• _DIRECTIONS FOR THIS TASK_:
Arrange the lines below, from the line containing "For this evaluation, spot every instance of the purple sash with" through the last line, as a Markdown table with the columns Row and Line, skipping any blank lines.

-- RECORDS FOR THIS EXERCISE start --

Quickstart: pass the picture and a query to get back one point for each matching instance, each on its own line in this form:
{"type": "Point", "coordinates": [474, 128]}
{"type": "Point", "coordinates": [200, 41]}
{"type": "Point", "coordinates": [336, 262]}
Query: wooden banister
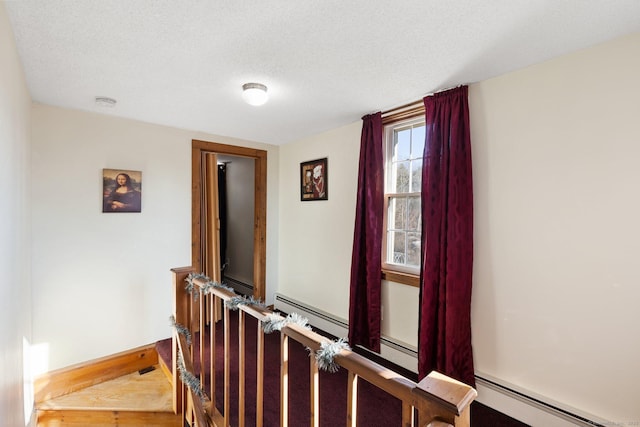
{"type": "Point", "coordinates": [437, 400]}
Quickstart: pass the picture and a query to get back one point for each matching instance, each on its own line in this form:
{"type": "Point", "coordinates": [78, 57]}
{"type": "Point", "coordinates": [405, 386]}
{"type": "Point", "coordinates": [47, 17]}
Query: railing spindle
{"type": "Point", "coordinates": [284, 380]}
{"type": "Point", "coordinates": [437, 399]}
{"type": "Point", "coordinates": [315, 393]}
{"type": "Point", "coordinates": [241, 367]}
{"type": "Point", "coordinates": [352, 399]}
{"type": "Point", "coordinates": [227, 367]}
{"type": "Point", "coordinates": [260, 377]}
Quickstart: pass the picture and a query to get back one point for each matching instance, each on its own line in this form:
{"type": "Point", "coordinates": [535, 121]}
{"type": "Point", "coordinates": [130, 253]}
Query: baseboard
{"type": "Point", "coordinates": [521, 405]}
{"type": "Point", "coordinates": [530, 408]}
{"type": "Point", "coordinates": [72, 378]}
{"type": "Point", "coordinates": [50, 418]}
{"type": "Point", "coordinates": [397, 352]}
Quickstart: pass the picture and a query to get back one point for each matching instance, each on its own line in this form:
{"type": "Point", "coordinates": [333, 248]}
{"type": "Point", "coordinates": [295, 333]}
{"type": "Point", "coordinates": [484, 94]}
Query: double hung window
{"type": "Point", "coordinates": [404, 146]}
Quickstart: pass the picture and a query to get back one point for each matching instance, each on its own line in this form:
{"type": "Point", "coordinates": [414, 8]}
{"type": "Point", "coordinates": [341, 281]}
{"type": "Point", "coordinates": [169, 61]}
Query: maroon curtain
{"type": "Point", "coordinates": [364, 296]}
{"type": "Point", "coordinates": [444, 335]}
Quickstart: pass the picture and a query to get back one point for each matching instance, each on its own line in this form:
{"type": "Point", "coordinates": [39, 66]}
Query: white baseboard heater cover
{"type": "Point", "coordinates": [492, 392]}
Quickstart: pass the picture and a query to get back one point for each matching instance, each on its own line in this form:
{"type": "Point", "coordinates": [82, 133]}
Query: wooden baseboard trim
{"type": "Point", "coordinates": [48, 418]}
{"type": "Point", "coordinates": [72, 378]}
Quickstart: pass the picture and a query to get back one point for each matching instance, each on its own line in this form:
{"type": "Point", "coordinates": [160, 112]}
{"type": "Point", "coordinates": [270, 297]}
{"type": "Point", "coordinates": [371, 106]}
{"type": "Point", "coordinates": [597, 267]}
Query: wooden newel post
{"type": "Point", "coordinates": [181, 307]}
{"type": "Point", "coordinates": [446, 400]}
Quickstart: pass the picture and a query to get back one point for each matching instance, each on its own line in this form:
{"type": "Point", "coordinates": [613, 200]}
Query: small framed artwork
{"type": "Point", "coordinates": [314, 180]}
{"type": "Point", "coordinates": [121, 190]}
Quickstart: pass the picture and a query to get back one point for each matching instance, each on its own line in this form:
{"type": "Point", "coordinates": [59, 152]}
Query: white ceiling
{"type": "Point", "coordinates": [326, 62]}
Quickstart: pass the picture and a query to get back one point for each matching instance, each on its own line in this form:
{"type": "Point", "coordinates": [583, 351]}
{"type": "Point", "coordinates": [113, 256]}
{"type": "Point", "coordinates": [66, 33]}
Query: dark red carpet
{"type": "Point", "coordinates": [375, 407]}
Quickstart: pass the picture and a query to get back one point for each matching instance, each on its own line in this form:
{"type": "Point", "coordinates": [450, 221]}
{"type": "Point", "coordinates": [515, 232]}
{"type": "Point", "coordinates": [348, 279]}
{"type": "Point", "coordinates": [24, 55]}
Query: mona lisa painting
{"type": "Point", "coordinates": [121, 190]}
{"type": "Point", "coordinates": [313, 180]}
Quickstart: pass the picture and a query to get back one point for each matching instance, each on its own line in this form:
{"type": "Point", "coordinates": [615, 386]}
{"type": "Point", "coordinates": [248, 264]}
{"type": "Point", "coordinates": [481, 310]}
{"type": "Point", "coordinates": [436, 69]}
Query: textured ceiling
{"type": "Point", "coordinates": [326, 62]}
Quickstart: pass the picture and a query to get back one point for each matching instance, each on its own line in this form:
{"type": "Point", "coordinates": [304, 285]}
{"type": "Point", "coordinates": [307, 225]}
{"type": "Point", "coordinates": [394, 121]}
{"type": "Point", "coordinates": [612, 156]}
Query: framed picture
{"type": "Point", "coordinates": [121, 190]}
{"type": "Point", "coordinates": [314, 180]}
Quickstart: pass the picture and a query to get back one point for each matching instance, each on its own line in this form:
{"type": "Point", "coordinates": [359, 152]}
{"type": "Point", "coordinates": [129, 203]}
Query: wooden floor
{"type": "Point", "coordinates": [131, 400]}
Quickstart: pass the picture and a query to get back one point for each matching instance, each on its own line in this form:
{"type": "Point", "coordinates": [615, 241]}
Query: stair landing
{"type": "Point", "coordinates": [131, 400]}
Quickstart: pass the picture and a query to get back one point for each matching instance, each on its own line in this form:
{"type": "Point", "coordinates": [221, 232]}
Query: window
{"type": "Point", "coordinates": [404, 145]}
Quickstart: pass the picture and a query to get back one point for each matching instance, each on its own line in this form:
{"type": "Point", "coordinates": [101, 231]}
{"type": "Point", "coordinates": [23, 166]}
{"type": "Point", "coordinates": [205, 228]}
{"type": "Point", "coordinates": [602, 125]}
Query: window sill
{"type": "Point", "coordinates": [402, 278]}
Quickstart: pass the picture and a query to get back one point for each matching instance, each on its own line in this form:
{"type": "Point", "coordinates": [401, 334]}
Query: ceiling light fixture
{"type": "Point", "coordinates": [254, 93]}
{"type": "Point", "coordinates": [103, 101]}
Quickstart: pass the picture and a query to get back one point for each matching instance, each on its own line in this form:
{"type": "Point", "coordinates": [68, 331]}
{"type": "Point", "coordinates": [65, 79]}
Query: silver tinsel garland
{"type": "Point", "coordinates": [181, 329]}
{"type": "Point", "coordinates": [189, 379]}
{"type": "Point", "coordinates": [325, 356]}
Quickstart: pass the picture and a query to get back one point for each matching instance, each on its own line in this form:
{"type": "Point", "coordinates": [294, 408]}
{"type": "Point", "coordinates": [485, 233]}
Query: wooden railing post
{"type": "Point", "coordinates": [182, 315]}
{"type": "Point", "coordinates": [444, 399]}
{"type": "Point", "coordinates": [437, 400]}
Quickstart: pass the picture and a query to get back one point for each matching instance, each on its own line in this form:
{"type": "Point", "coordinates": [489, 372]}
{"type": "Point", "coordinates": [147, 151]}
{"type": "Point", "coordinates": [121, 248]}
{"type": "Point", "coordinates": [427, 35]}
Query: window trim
{"type": "Point", "coordinates": [403, 115]}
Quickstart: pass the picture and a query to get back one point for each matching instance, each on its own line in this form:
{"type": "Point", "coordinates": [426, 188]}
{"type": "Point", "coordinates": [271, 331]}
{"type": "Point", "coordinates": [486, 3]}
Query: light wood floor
{"type": "Point", "coordinates": [131, 400]}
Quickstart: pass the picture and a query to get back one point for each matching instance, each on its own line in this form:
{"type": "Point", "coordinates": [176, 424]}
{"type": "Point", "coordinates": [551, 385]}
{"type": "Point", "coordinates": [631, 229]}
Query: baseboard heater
{"type": "Point", "coordinates": [395, 351]}
{"type": "Point", "coordinates": [518, 404]}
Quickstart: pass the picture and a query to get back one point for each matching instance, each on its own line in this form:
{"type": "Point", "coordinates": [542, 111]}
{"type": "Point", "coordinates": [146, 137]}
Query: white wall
{"type": "Point", "coordinates": [556, 174]}
{"type": "Point", "coordinates": [557, 236]}
{"type": "Point", "coordinates": [316, 237]}
{"type": "Point", "coordinates": [101, 281]}
{"type": "Point", "coordinates": [15, 223]}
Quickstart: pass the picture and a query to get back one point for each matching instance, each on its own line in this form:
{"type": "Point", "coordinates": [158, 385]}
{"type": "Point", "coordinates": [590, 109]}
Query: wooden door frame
{"type": "Point", "coordinates": [260, 216]}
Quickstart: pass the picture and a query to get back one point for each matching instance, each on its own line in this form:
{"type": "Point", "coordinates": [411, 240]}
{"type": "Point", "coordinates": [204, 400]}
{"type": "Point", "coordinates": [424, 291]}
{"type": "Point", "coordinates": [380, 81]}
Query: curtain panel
{"type": "Point", "coordinates": [444, 335]}
{"type": "Point", "coordinates": [365, 286]}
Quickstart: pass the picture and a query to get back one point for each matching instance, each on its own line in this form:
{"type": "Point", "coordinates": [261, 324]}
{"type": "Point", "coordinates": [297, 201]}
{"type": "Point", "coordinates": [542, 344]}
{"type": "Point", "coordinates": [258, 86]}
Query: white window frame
{"type": "Point", "coordinates": [406, 274]}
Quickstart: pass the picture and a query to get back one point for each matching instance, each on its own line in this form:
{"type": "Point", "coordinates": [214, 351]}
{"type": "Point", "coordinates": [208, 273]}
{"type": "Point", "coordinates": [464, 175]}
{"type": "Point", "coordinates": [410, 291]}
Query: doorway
{"type": "Point", "coordinates": [205, 236]}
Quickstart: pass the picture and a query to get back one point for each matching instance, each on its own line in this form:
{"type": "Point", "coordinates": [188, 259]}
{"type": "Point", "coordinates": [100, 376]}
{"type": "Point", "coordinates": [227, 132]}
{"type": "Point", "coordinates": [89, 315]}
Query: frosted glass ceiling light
{"type": "Point", "coordinates": [254, 93]}
{"type": "Point", "coordinates": [103, 101]}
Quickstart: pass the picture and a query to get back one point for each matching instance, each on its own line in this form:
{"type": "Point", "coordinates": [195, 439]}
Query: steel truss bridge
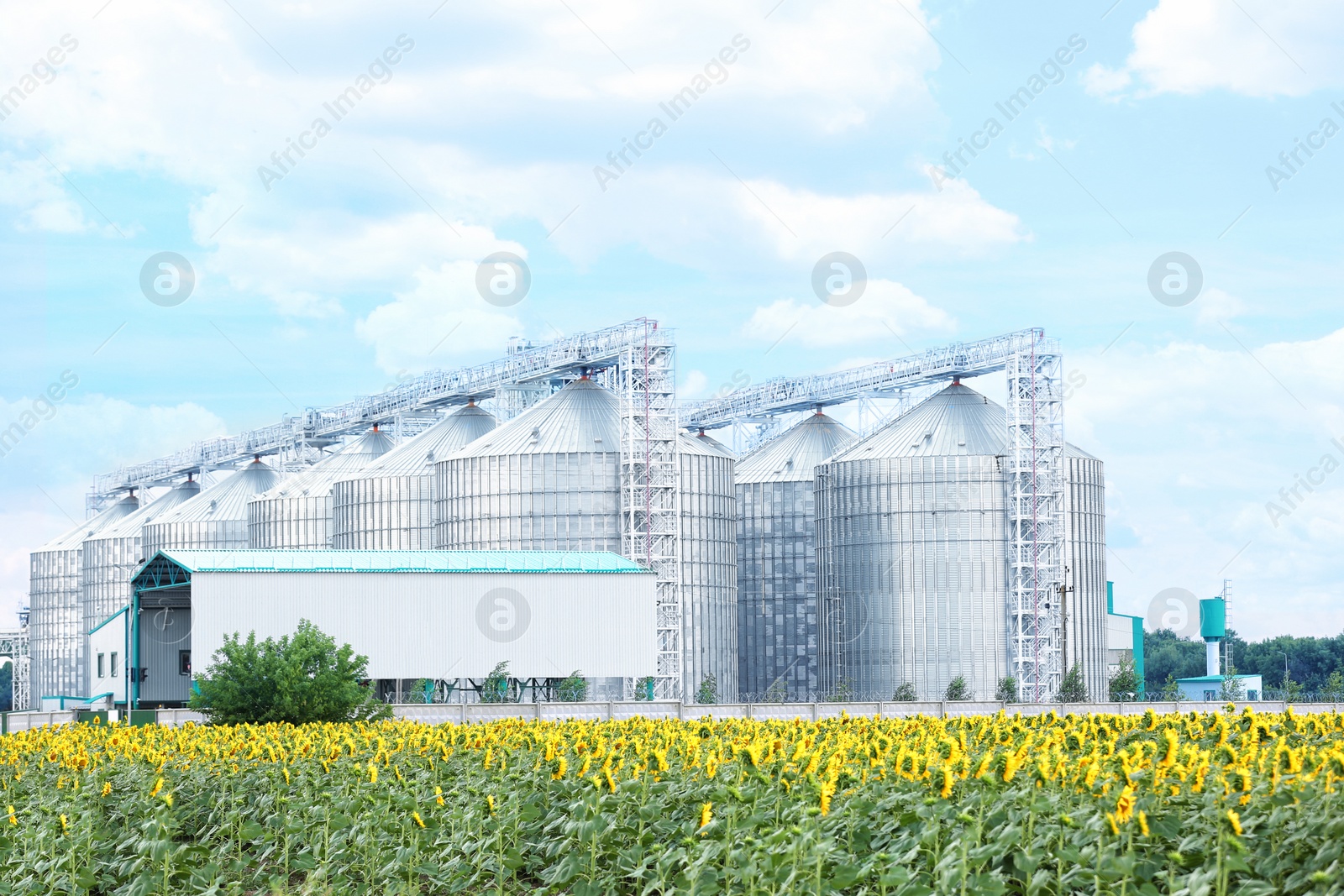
{"type": "Point", "coordinates": [638, 360]}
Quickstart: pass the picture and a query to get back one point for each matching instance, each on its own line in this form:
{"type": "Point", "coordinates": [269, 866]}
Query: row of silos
{"type": "Point", "coordinates": [900, 540]}
{"type": "Point", "coordinates": [913, 550]}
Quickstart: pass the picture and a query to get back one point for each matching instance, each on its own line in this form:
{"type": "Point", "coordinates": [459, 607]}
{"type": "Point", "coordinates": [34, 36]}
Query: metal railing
{"type": "Point", "coordinates": [425, 392]}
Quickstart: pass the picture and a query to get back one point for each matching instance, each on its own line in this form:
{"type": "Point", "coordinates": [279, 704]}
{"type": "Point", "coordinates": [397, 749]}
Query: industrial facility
{"type": "Point", "coordinates": [942, 535]}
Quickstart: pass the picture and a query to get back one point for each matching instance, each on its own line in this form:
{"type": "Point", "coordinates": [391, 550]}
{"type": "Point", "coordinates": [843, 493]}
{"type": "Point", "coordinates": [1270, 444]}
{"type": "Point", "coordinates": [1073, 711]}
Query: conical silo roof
{"type": "Point", "coordinates": [420, 453]}
{"type": "Point", "coordinates": [702, 443]}
{"type": "Point", "coordinates": [318, 479]}
{"type": "Point", "coordinates": [958, 421]}
{"type": "Point", "coordinates": [226, 500]}
{"type": "Point", "coordinates": [582, 417]}
{"type": "Point", "coordinates": [129, 526]}
{"type": "Point", "coordinates": [76, 537]}
{"type": "Point", "coordinates": [792, 456]}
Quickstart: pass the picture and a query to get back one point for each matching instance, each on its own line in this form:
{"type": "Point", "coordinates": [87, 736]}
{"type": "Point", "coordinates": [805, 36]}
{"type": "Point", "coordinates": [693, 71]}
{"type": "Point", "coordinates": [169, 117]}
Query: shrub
{"type": "Point", "coordinates": [709, 691]}
{"type": "Point", "coordinates": [573, 689]}
{"type": "Point", "coordinates": [1072, 687]}
{"type": "Point", "coordinates": [299, 679]}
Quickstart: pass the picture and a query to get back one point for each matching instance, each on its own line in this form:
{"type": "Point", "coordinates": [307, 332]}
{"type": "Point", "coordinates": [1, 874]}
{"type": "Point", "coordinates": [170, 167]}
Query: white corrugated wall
{"type": "Point", "coordinates": [444, 625]}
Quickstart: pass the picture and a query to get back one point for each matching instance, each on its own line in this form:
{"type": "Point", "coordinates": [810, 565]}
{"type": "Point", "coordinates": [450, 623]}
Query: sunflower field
{"type": "Point", "coordinates": [1176, 804]}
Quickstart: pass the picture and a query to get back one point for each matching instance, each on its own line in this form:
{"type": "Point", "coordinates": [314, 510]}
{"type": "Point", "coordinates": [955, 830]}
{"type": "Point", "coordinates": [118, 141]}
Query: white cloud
{"type": "Point", "coordinates": [1105, 82]}
{"type": "Point", "coordinates": [443, 313]}
{"type": "Point", "coordinates": [1216, 307]}
{"type": "Point", "coordinates": [1257, 49]}
{"type": "Point", "coordinates": [886, 312]}
{"type": "Point", "coordinates": [1196, 439]}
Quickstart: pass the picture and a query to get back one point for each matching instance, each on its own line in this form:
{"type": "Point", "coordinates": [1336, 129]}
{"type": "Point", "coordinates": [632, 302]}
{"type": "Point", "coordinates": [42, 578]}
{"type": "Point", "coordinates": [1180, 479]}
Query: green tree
{"type": "Point", "coordinates": [1292, 691]}
{"type": "Point", "coordinates": [1231, 688]}
{"type": "Point", "coordinates": [709, 691]}
{"type": "Point", "coordinates": [495, 688]}
{"type": "Point", "coordinates": [1072, 687]}
{"type": "Point", "coordinates": [573, 688]}
{"type": "Point", "coordinates": [1124, 684]}
{"type": "Point", "coordinates": [1334, 688]}
{"type": "Point", "coordinates": [299, 679]}
{"type": "Point", "coordinates": [843, 692]}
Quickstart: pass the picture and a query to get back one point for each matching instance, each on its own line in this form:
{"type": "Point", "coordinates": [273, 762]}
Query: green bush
{"type": "Point", "coordinates": [573, 689]}
{"type": "Point", "coordinates": [299, 679]}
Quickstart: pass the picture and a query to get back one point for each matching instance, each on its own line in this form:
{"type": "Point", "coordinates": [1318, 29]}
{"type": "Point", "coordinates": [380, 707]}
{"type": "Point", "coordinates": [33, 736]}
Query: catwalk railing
{"type": "Point", "coordinates": [604, 711]}
{"type": "Point", "coordinates": [425, 392]}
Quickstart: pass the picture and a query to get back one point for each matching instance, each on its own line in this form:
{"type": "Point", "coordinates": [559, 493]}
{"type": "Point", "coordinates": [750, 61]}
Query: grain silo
{"type": "Point", "coordinates": [1085, 558]}
{"type": "Point", "coordinates": [779, 636]}
{"type": "Point", "coordinates": [55, 621]}
{"type": "Point", "coordinates": [217, 519]}
{"type": "Point", "coordinates": [709, 567]}
{"type": "Point", "coordinates": [913, 555]}
{"type": "Point", "coordinates": [390, 506]}
{"type": "Point", "coordinates": [550, 479]}
{"type": "Point", "coordinates": [113, 553]}
{"type": "Point", "coordinates": [297, 513]}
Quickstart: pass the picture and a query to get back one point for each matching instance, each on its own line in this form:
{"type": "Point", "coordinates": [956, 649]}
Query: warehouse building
{"type": "Point", "coordinates": [441, 617]}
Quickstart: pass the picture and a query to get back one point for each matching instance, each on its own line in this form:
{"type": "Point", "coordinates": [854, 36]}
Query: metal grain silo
{"type": "Point", "coordinates": [913, 553]}
{"type": "Point", "coordinates": [217, 519]}
{"type": "Point", "coordinates": [297, 513]}
{"type": "Point", "coordinates": [116, 551]}
{"type": "Point", "coordinates": [549, 479]}
{"type": "Point", "coordinates": [55, 621]}
{"type": "Point", "coordinates": [779, 637]}
{"type": "Point", "coordinates": [709, 566]}
{"type": "Point", "coordinates": [1085, 558]}
{"type": "Point", "coordinates": [390, 506]}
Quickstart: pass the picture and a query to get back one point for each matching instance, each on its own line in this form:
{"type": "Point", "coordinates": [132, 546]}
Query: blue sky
{"type": "Point", "coordinates": [819, 136]}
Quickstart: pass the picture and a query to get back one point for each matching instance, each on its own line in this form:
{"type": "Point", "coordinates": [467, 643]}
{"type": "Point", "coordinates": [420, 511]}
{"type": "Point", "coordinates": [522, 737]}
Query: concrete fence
{"type": "Point", "coordinates": [604, 711]}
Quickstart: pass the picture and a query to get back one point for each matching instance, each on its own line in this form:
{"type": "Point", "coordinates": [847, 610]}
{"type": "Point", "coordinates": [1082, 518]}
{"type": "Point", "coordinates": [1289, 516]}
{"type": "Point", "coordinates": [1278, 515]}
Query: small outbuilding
{"type": "Point", "coordinates": [1209, 688]}
{"type": "Point", "coordinates": [430, 622]}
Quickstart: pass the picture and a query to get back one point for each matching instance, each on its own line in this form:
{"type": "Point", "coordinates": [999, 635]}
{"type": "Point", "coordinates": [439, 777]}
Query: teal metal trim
{"type": "Point", "coordinates": [1139, 656]}
{"type": "Point", "coordinates": [522, 562]}
{"type": "Point", "coordinates": [109, 618]}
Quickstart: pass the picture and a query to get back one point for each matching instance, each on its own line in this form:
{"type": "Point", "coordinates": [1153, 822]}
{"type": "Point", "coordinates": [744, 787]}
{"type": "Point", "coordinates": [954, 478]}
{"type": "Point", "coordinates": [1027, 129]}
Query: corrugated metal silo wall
{"type": "Point", "coordinates": [201, 535]}
{"type": "Point", "coordinates": [55, 616]}
{"type": "Point", "coordinates": [297, 523]}
{"type": "Point", "coordinates": [568, 501]}
{"type": "Point", "coordinates": [709, 574]}
{"type": "Point", "coordinates": [1085, 555]}
{"type": "Point", "coordinates": [913, 574]}
{"type": "Point", "coordinates": [385, 513]}
{"type": "Point", "coordinates": [105, 584]}
{"type": "Point", "coordinates": [777, 590]}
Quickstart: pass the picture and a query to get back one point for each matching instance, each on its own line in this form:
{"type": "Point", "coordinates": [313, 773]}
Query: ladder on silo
{"type": "Point", "coordinates": [645, 379]}
{"type": "Point", "coordinates": [1035, 519]}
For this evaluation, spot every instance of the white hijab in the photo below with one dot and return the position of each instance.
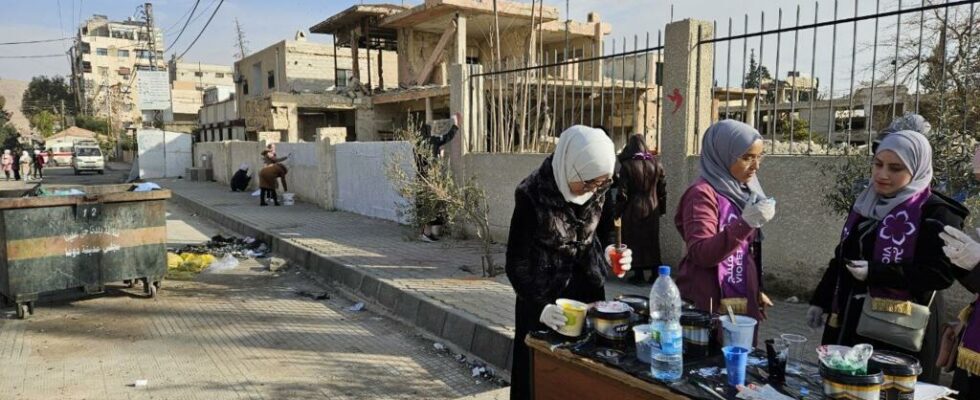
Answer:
(915, 152)
(582, 154)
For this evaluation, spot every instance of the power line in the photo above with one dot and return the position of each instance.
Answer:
(188, 22)
(202, 29)
(36, 41)
(34, 56)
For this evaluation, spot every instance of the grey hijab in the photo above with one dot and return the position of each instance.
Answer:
(723, 143)
(915, 152)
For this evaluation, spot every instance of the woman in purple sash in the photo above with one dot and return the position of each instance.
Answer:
(719, 217)
(890, 250)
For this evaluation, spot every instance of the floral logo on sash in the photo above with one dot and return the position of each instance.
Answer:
(897, 228)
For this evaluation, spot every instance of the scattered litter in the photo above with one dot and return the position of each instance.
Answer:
(707, 372)
(226, 263)
(145, 187)
(314, 296)
(276, 264)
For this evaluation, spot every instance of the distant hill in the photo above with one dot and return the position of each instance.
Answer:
(13, 91)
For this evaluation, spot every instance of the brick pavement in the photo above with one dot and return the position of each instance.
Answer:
(425, 284)
(236, 335)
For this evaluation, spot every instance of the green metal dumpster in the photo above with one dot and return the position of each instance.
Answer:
(53, 243)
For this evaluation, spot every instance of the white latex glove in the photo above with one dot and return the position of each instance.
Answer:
(858, 268)
(553, 317)
(625, 261)
(758, 213)
(814, 317)
(961, 249)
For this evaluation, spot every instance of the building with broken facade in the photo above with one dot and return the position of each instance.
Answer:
(293, 88)
(104, 62)
(188, 83)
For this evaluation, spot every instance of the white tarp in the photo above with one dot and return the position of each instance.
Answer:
(363, 186)
(163, 154)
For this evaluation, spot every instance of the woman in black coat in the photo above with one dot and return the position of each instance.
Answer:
(553, 250)
(890, 251)
(640, 204)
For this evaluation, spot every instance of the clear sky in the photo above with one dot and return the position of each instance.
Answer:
(266, 22)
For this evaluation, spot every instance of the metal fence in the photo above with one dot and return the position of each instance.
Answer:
(920, 59)
(527, 107)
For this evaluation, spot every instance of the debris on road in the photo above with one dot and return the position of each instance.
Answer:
(276, 264)
(314, 295)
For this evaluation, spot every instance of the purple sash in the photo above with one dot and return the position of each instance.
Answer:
(731, 271)
(895, 242)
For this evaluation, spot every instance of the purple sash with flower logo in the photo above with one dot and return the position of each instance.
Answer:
(895, 240)
(731, 270)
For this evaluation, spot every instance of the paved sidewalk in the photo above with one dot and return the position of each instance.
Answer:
(435, 286)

-- RECORDS FOR THIS EXERCISE end --

• _TASK RESULT_:
| Row | Line |
|---|---|
| 1 | For this evaluation, spot every instance of the purple sash with flower logo in the photo above with one dot and return the position of each instance. |
| 2 | Answer: |
| 3 | (895, 240) |
| 4 | (731, 270) |
| 5 | For this evaluation, spot every instance of the paved sidewalk in the photo above with one dot and return the position of each instance. |
| 6 | Answer: |
| 7 | (435, 286) |